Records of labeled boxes

┏━━

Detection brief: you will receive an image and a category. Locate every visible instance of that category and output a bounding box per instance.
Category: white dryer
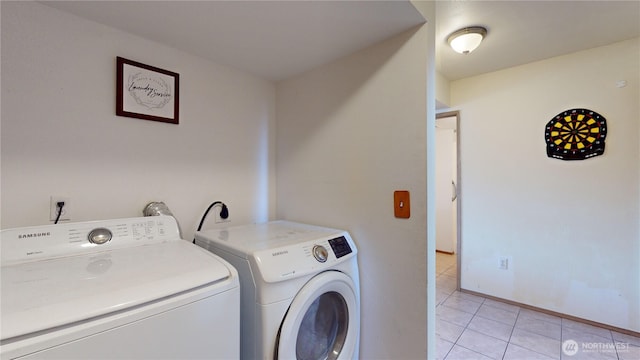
[0,216,240,359]
[195,221,360,360]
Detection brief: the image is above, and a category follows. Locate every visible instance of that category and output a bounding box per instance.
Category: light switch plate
[393,190,411,219]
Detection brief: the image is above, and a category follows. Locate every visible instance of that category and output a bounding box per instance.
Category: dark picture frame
[116,56,180,124]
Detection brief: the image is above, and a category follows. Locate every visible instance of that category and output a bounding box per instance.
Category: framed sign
[116,57,180,124]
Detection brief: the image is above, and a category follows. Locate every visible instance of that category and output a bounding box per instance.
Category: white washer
[0,216,240,359]
[195,221,360,360]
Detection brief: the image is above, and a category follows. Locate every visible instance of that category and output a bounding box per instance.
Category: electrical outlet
[49,196,71,221]
[498,256,511,270]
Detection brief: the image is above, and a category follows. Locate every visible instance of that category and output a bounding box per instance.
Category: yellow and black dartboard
[544,109,607,160]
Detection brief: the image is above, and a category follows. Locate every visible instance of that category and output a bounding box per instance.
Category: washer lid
[0,240,232,341]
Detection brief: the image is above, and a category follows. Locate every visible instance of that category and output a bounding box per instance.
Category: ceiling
[43,0,640,81]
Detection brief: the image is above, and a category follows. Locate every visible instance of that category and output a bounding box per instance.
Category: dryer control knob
[89,228,113,245]
[313,245,329,262]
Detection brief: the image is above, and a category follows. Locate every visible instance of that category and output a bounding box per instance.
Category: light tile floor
[436,253,640,360]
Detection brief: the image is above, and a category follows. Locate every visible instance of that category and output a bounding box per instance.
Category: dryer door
[275,271,360,360]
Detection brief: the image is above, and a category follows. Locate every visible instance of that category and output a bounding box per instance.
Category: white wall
[276,25,435,359]
[1,1,275,238]
[451,39,640,331]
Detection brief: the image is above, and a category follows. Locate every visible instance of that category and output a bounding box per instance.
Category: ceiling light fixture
[447,26,487,54]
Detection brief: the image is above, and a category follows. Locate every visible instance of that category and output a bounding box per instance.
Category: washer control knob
[313,245,329,262]
[89,228,113,245]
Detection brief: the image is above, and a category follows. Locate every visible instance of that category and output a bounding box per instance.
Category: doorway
[435,111,461,289]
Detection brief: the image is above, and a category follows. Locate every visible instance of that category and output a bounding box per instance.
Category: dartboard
[544,109,607,160]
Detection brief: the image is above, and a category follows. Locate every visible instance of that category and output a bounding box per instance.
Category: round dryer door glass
[296,291,349,360]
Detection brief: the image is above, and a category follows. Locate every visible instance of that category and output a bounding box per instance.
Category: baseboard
[460,288,640,337]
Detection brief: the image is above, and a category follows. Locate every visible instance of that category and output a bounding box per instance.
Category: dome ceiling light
[447,26,487,54]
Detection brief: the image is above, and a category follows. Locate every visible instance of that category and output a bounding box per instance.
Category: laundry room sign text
[116,57,180,124]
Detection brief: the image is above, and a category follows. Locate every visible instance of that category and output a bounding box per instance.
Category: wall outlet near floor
[498,256,511,270]
[49,196,71,221]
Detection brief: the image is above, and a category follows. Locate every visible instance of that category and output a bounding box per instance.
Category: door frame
[436,110,462,291]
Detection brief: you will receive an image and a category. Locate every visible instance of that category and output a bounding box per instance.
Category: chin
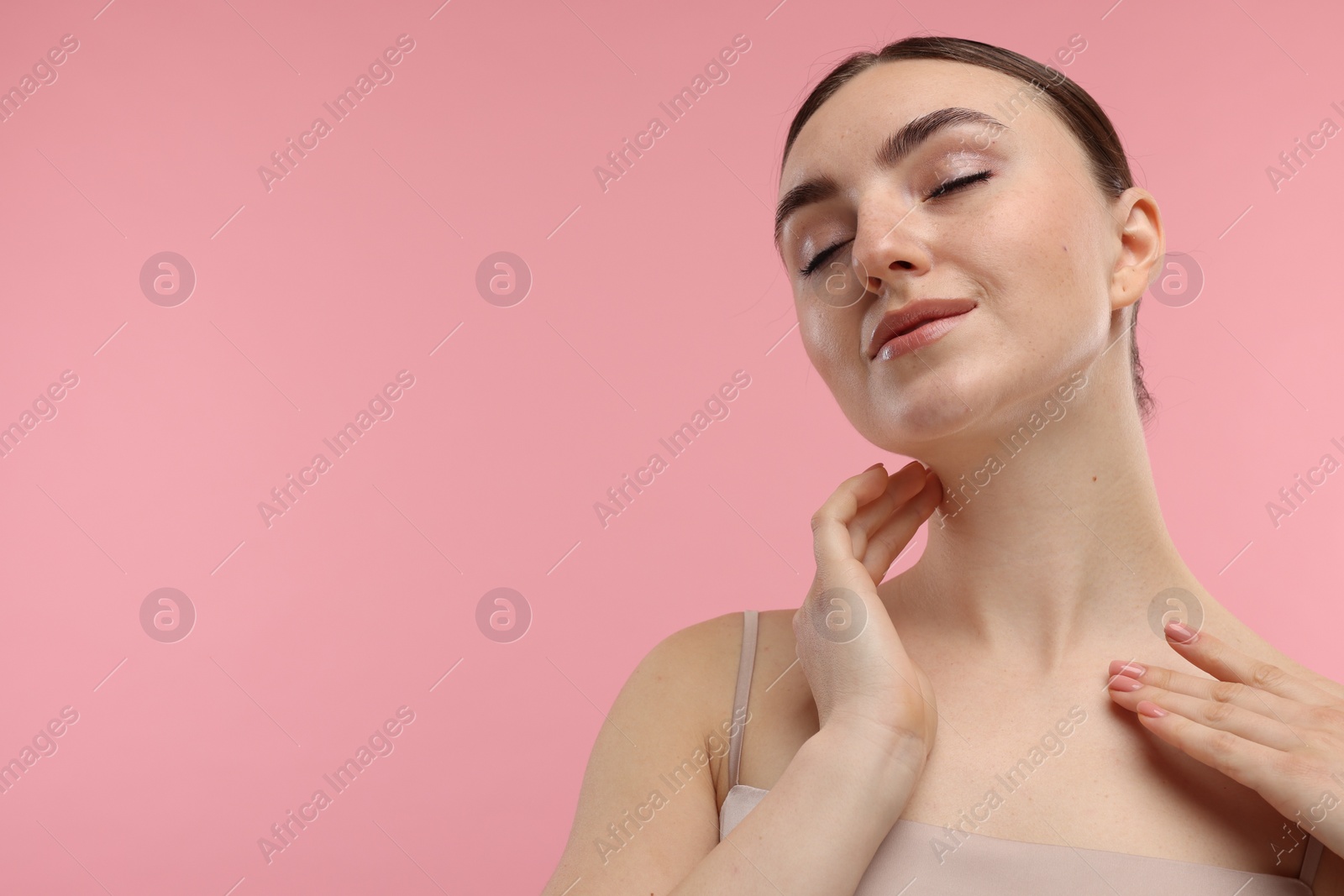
[863,388,976,457]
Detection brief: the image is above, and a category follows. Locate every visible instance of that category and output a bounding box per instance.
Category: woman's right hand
[793,461,942,770]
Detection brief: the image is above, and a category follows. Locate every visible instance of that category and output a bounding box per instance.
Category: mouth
[869,298,976,360]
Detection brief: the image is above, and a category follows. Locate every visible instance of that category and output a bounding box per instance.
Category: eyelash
[798,170,993,277]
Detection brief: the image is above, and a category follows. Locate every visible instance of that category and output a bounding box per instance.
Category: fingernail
[1136,700,1167,719]
[1167,621,1199,643]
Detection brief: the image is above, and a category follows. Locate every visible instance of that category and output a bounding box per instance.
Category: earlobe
[1111,186,1167,311]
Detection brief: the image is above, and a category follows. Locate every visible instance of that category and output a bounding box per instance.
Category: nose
[851,191,930,296]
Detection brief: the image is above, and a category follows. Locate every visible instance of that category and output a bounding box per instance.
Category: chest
[741,668,1302,876]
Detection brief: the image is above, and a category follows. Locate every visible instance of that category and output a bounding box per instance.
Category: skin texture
[763,60,1344,892]
[543,60,1344,896]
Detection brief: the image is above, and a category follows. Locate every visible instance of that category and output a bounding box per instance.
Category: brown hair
[780,36,1154,423]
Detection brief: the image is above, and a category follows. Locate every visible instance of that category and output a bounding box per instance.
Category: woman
[544,38,1344,896]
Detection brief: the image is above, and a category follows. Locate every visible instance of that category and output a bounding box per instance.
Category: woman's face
[778,59,1161,457]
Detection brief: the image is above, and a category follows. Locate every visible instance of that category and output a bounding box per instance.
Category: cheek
[798,302,862,375]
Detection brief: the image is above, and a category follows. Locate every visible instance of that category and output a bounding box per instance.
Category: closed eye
[925,170,993,200]
[798,170,993,277]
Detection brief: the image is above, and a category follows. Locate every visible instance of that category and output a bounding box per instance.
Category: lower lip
[872,307,974,361]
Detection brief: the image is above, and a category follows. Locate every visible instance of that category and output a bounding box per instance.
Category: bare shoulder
[543,612,743,896]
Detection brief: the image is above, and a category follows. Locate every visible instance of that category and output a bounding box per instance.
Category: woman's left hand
[1110,622,1344,856]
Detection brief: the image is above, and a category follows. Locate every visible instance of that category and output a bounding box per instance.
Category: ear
[1110,186,1167,311]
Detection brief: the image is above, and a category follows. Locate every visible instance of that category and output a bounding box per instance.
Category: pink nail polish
[1167,621,1199,643]
[1107,676,1144,690]
[1136,700,1167,719]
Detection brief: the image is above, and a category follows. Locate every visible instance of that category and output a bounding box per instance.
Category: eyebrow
[774,106,1006,249]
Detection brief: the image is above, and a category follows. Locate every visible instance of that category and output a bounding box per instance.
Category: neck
[883,348,1210,672]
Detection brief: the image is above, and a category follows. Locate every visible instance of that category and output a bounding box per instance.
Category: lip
[869,298,976,360]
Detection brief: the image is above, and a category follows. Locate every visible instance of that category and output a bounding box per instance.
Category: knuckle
[1306,706,1344,736]
[1278,753,1322,782]
[1208,731,1238,766]
[1252,663,1288,690]
[1203,703,1236,721]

┗━━

### [What this task involves]
Please output every line of the data above as a Markdown table with the columns "Row" and "Line", numbering the rows and skipping blank lines. Leave the pictures out.

### [Task output]
| Row | Line |
|---|---|
| 1 | Detection brief: you will receive an image and a category. Locate every visible instance of that category and output a bounding box per instance. |
| 2 | Category: white dryer |
| 3 | [0,216,240,359] |
| 4 | [195,221,360,360] |
| 5 | Detection brief: the image is above, and a category follows. Locate every visible instance of that category and output a bounding box per instance. |
| 6 | Category: light switch plate |
| 7 | [393,190,411,219] |
| 8 | Detection brief: the image is above, and a category follows. Locate every visible instance of that category and output a bounding box per instance. |
| 9 | Category: dark picture frame |
| 10 | [116,56,180,124] |
| 11 | Detection brief: the image is above, and a category follows. Locate every visible instance of that category and output a bounding box per instance. |
| 12 | Category: framed sign |
| 13 | [116,57,180,124] |
| 14 | Detection brief: the image is above, and a category follows. Locate every visible instance of that category and output a bounding box per instance. |
| 15 | Category: white washer |
| 16 | [0,216,240,359] |
| 17 | [195,221,360,360] |
| 18 | Detection brief: the image is above, and a category follows. Locate every visible instance of that category and output a bounding box per instance. |
| 19 | Category: electrical outlet |
| 20 | [49,196,71,221] |
| 21 | [498,256,511,270] |
| 22 | Detection brief: the image is above, and a category follows. Locate every visible instance of that category and output a bounding box per instance. |
| 23 | Category: yellow and black dartboard |
| 24 | [544,109,607,160] |
| 25 | Detection brief: the image is above, and a category follows. Locate every visible instance of that category and output a bounding box per instance. |
| 26 | Category: washer lid |
| 27 | [0,240,232,341] |
| 28 | Detection brief: the image is above, and a category follows. Locate every visible instance of that category and output a bounding box per instance. |
| 29 | Category: ceiling |
| 30 | [43,0,640,81] |
| 31 | Detection brief: the image is above, and a category follows. Locate every visible instance of that category and output a bounding box per instance. |
| 32 | Category: dryer control knob |
| 33 | [89,228,113,245] |
| 34 | [313,245,329,262] |
| 35 | Detection brief: the image is above, and a category follows. Locate every visible instance of that category and output a bounding box per instance. |
| 36 | Category: light tile floor |
| 37 | [436,253,640,360] |
| 38 | Detection brief: the image is above, and a category follows. Locate every visible instance of that category and output a bounding box per instance. |
| 39 | Category: dryer door |
| 40 | [275,271,360,360] |
| 41 | Detection brief: the image is above, and a category follows. Locate every visible instance of that category and output a bounding box per instance. |
| 42 | Category: white wall |
| 43 | [276,25,435,359] |
| 44 | [1,1,275,238] |
| 45 | [451,39,640,331] |
| 46 | Detection brief: the image is above, and a category follows. Locate every visible instance of that category and output a bounding box per instance. |
| 47 | Category: ceiling light fixture |
| 48 | [447,26,487,54] |
| 49 | Detection brief: the image is above, and a category follows. Locate every visible instance of that category and output a bounding box per instance. |
| 50 | Category: washer control knob |
| 51 | [313,245,329,262] |
| 52 | [89,228,113,245] |
| 53 | Detection brief: the image is above, and a category follows. Locate every visible instance of that category and output a bounding box per instance. |
| 54 | Category: doorway |
| 55 | [435,111,461,289] |
| 56 | Detection brief: the image is above, and a category follows. Locate every visible instance of that category and output a bounding box per instance. |
| 57 | Category: dartboard |
| 58 | [544,109,607,160] |
| 59 | Detection brief: the image is above, and a category follows. Locate every visible instance of that category and output a bounding box per instance. |
| 60 | Category: round dryer door glass |
| 61 | [296,291,349,360] |
| 62 | Detection brief: the image is above, and a category follows. Locate every visible instance of that category and output a bounding box per instance. |
| 63 | Category: baseboard |
| 64 | [460,288,640,337] |
| 65 | Detection brief: the image is above, and a category follows. Locate every visible instance of that category and output a bounding box per instance. |
| 66 | Category: dome ceiling light |
| 67 | [447,26,487,54] |
| 68 | Detection brief: the image is above, and a category follows. Locate every visible instance of that category and output a bounding box per instance. |
| 69 | Category: laundry room sign text |
| 70 | [116,57,180,124] |
| 71 | Detection brief: the image is above, and a category follows. Locate every visible instance of that category and output a bounding box per instance. |
| 72 | Category: wall outlet near floor |
| 73 | [498,256,511,270] |
| 74 | [49,196,71,221] |
| 75 | Detection brief: the image is above, and a category follows. Locate every visible instance of that category and output a bounding box per instance. |
| 76 | Category: door frame |
| 77 | [436,110,462,291] |
| 78 | Detection brief: you will receive an image and a category. Locate every visible instance of that category and output a bounding box per instance. |
| 79 | Category: chin |
| 80 | [863,388,976,457] |
| 81 | Detection brief: the image is above, and a category follows. Locate every visible instance of that category and output a bounding box per instance. |
| 82 | Category: woman's right hand |
| 83 | [793,461,942,770] |
| 84 | Detection brief: the image is above, and a category follows. Locate every visible instance of that category and output a bounding box per instance. |
| 85 | Category: mouth |
| 86 | [869,298,976,360] |
| 87 | Detection brief: the image is above, and a category follows. Locate every visible instance of that category and output a bounding box per instance. |
| 88 | Category: eyelash |
| 89 | [798,170,993,277] |
| 90 | Detection brief: the image is above, and a category follows. Locate every visible instance of that category and output a bounding box per instance. |
| 91 | Category: fingernail |
| 92 | [1136,700,1167,719] |
| 93 | [1167,621,1199,643] |
| 94 | Detection brief: the image is above, and a category follows. Locate every visible instance of that category and output a bounding box per instance. |
| 95 | Category: earlobe |
| 96 | [1111,186,1167,311] |
| 97 | Detection brief: the image is above, and a category follows. Locate every visible instance of that category and output a bounding box per instance. |
| 98 | Category: nose |
| 99 | [851,191,930,296] |
| 100 | Detection brief: the image is above, and a category follows. Locate every visible instance of that category and output a bounding box per instance. |
| 101 | Category: chest |
| 102 | [741,668,1302,876] |
| 103 | Detection brief: the image is above, and a category follows. Locate every visible instance of that category and output a bounding box per instance. |
| 104 | Category: skin texture |
| 105 | [763,60,1344,892] |
| 106 | [543,60,1344,896] |
| 107 | Detection brief: the image is above, and a category follows. Locate every visible instance of that category and output a bounding box per instance. |
| 108 | Category: brown hair |
| 109 | [780,36,1154,423] |
| 110 | Detection brief: the image is above, and a category follows. Locate every visible instance of that category and output a bounding box per instance. |
| 111 | Category: woman |
| 112 | [544,38,1344,896] |
| 113 | Detection brief: the image is above, and a category follows. Locate every visible instance of that category and output a bounding box per instance. |
| 114 | Category: woman's face |
| 115 | [778,59,1161,457] |
| 116 | Detection brief: the image is above, and a category follows. Locate every visible instance of that category and output a bounding box per instance. |
| 117 | Category: cheek |
| 118 | [798,302,862,375] |
| 119 | Detection brief: the image is above, and a category follows. Locate every visible instance of that category and output a bounding box per instance. |
| 120 | Category: closed eye |
| 121 | [925,170,993,200] |
| 122 | [798,170,993,277] |
| 123 | Detection brief: the image is above, and a category follows. Locate every visible instance of that category and output a bounding box per instance. |
| 124 | Category: lower lip |
| 125 | [872,307,974,361] |
| 126 | Detection brief: the image is above, and a category follows. Locate every visible instance of that category and output a bounding box per instance. |
| 127 | Category: bare shoulder |
| 128 | [543,612,743,896] |
| 129 | Detection brief: the image is above, and a category follows. Locate every visible instance of that category and output a bounding box per instance. |
| 130 | Category: woman's left hand |
| 131 | [1110,622,1344,856] |
| 132 | Detection brief: the image is above, and a category follows. Locate every visible instance of that category and output a bounding box per instance. |
| 133 | Category: ear |
| 134 | [1110,186,1167,311] |
| 135 | Detection brief: the image is above, and a category follows. Locate every visible instance of that category and output a bounding box per instance. |
| 136 | Category: pink nail polish |
| 137 | [1167,621,1199,643] |
| 138 | [1107,676,1144,690] |
| 139 | [1136,700,1167,719] |
| 140 | Detection brief: the image is above, and a category follows. Locate every visible instance of that category and output a bounding box per instance. |
| 141 | Category: eyebrow |
| 142 | [774,106,1006,249] |
| 143 | Detection brief: the image is above, and a category follows. Locate every visible instance of that category and output a bounding box per instance. |
| 144 | Category: neck |
| 145 | [883,348,1210,672] |
| 146 | Detection brief: the image is above, and a category follows. Locate every visible instance of that category and output a bounding box per instance. |
| 147 | Category: lip |
| 148 | [869,298,976,360] |
| 149 | Detection brief: the image is above, and a category follows. Locate every visible instance of that category and output a bounding box per instance. |
| 150 | Category: knuckle |
| 151 | [1306,706,1344,736] |
| 152 | [1278,753,1322,782] |
| 153 | [1208,731,1238,766] |
| 154 | [1252,663,1288,690] |
| 155 | [1203,703,1236,721] |